The German-language premiere opened on 28 February 1925, in Vienna's Rolandbühne, with Friedrich Feher as Azriel and Magda Sonja playing Leah. The first English production ran from 15 December 1925 and 1926 at the off-Broadway Neighborhood Playhouse in New York City. It was translated and adapted by Henry G. Alsberg and Winifred Katzin. On 31 January 1928, Gaston Baty's staging of the French-language version premiered in the Studio des Champs-Élysées. The French translation was by the Polish journalist, translator and poet, Marie-Thérèse Koerner

In 1977, Joseph Chaikin, a central figure in American avant-garde theatre, directed a new translation of The Dybbuk by Mira Rafalowicz, a dramaturg, yiddishist and longtime collaborator of Chaikin's at The Public Theater. The Royal Shakespeare Company staged Rafalowicz' translation, directed by Katie Mitchell, in 1992.

== Adaptations ==
Besides stories, An-sky also collected traditional melodies, one of which he incorporated into this play. When Aaron Copland attended a performance of the play in New York in 1929, he was struck by this melody and made it the basis of his piano trio Vitebsk, named for the city where An-sky was born.

In 1929 George Gershwin accepted a commission from the Metropolitan Opera to write an opera based on The Dybbuk. When he was unable to acquire the rights (assigned to the Italian composer Lodovico Rocca, whose opera, Il Dibuk, was written on a libretto by Renato Simoni), he instead began work on his opera Porgy and Bess.

In 1933, David Tamkin and Alex Tamkin adapted the play into the opera The Dybbuk. It did not premiere until 1951.

In 1937, the play was adapted into the film The Dybbuk, directed by Michał Waszyński and choreographed by Judith Berg.

On October 3, 1960, The Play of the Week presented "The Dybbuk", an English adaptation by Joseph Liss. It was directed by Sidney Lumet and starred Carol Lawrence.

In the early 1970s, Leon Katz created multiple adaptations of The Dybbuk (Toy Show and Shekhina: The Bride), both directed by Rina Yerushalmi and produced at La MaMa Experimental Theatre Club.

In 1972, a Brazilian adaptation of the play was exhibited on Caso Especial, a television drama anthology series exhibited on TV Globo. It was written by Domingos de Oliveira and directed by Daniel Filho, with actors Regina Duarte and José Wilker on the roles of Leah and Khanan, respectively.

In 1974, Jerome Robbins created the ballet Dybbuk with music by Leonard Bernstein. That year, it was also adapted for CBS Radio Mystery Theater under the title The Demon Spirit.

In 1979 a version was made for Saturday Night Theatre on BBC Radio 4 starring Cyril Shaps. The same year, a two-person adaptation by Bruce Myers won him an Obie when he performed it in New York. The Jewish Theatre San Francisco (formerly Traveling Jewish Theatre) also performed Myers' adaptation, winning several awards.

In 1980 the BBC aired the TV Movie "The Dybbuk", starring David Swift, Simon Callow and other notable actors of that era. It was well received and syndicated overseas.

> _HOW TO COMPLETE THIS TASK_:
Answer these questions using the passage on productions and adaptations of The Dybbuk.
1. Who translated the French-language version?
2. What is the name of the piano trio Aaron Copland based on the melody from the play?
3. Who directed the 1960 adaptation presented on The Play of the Week?

> _Stored data entries_:

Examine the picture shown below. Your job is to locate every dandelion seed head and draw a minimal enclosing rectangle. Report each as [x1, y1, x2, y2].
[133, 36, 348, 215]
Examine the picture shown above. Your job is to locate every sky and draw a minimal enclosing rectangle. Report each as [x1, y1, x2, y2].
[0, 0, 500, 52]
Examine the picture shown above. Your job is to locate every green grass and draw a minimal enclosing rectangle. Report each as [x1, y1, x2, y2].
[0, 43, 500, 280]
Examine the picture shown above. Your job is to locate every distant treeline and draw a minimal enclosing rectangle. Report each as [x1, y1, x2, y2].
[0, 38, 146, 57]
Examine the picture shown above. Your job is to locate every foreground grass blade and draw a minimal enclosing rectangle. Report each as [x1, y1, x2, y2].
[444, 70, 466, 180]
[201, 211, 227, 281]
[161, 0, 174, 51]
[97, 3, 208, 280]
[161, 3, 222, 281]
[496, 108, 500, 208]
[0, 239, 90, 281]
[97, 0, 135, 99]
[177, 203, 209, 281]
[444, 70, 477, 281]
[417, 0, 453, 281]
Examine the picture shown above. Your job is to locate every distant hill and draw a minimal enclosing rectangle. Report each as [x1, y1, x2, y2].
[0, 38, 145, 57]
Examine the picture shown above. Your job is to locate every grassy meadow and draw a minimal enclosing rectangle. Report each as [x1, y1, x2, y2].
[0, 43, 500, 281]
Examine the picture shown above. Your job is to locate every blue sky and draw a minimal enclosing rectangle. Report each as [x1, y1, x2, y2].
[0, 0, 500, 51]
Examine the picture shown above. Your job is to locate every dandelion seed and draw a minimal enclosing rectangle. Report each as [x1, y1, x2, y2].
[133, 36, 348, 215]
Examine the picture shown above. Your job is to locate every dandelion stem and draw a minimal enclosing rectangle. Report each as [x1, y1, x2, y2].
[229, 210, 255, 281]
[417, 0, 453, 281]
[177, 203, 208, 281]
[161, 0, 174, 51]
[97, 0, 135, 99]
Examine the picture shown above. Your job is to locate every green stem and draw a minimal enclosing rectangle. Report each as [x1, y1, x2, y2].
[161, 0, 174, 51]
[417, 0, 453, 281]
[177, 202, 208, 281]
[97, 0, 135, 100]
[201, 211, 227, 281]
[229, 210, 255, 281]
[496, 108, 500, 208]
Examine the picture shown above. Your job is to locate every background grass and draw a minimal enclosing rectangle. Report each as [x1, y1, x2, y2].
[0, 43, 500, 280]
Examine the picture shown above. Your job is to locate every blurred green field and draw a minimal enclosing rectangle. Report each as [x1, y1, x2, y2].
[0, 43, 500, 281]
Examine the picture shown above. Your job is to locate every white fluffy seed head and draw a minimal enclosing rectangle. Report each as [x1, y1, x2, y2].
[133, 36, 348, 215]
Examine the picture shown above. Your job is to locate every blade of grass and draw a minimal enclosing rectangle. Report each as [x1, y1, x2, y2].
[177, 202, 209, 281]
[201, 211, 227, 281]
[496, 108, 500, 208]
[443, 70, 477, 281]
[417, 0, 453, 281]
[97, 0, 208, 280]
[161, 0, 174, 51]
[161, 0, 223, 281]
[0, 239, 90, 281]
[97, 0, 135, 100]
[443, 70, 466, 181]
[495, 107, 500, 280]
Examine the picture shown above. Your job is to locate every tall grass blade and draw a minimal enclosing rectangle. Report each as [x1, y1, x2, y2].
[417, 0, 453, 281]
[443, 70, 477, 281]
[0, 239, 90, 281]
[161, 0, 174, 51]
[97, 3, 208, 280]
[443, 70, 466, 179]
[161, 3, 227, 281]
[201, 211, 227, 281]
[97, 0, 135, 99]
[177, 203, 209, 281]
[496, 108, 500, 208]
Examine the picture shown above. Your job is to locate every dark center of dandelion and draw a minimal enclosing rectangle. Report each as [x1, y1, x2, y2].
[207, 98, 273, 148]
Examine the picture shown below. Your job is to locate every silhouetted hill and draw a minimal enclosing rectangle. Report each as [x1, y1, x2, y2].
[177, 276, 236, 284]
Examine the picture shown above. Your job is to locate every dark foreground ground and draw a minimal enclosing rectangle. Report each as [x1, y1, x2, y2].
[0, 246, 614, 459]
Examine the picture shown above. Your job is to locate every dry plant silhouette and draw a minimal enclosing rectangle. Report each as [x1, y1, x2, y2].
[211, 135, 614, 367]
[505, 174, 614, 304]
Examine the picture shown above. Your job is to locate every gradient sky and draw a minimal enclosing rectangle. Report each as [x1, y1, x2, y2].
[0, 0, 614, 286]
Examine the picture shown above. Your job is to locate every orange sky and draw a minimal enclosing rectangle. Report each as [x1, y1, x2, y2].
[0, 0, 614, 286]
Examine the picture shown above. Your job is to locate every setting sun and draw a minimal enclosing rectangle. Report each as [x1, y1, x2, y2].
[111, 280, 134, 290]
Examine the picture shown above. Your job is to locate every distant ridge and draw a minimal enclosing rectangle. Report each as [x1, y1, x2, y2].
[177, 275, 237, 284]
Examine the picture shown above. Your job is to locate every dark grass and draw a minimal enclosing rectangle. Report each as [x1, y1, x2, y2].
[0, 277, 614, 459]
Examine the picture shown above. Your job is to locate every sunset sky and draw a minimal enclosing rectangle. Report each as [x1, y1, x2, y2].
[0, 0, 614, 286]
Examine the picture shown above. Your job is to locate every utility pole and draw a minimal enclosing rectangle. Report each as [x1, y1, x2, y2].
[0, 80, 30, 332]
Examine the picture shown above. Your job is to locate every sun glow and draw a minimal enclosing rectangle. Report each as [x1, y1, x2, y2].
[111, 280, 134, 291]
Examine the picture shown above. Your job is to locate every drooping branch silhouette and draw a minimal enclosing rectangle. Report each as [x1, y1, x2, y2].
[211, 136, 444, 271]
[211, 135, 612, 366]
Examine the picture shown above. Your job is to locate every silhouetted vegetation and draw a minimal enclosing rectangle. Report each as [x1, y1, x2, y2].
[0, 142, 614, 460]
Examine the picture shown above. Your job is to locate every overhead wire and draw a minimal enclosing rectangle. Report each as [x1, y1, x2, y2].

> _OUTPUT FOR THIS EXERCISE_:
1. Marie-Thérèse Koerner
2. Vitebsk
3. Sidney Lumet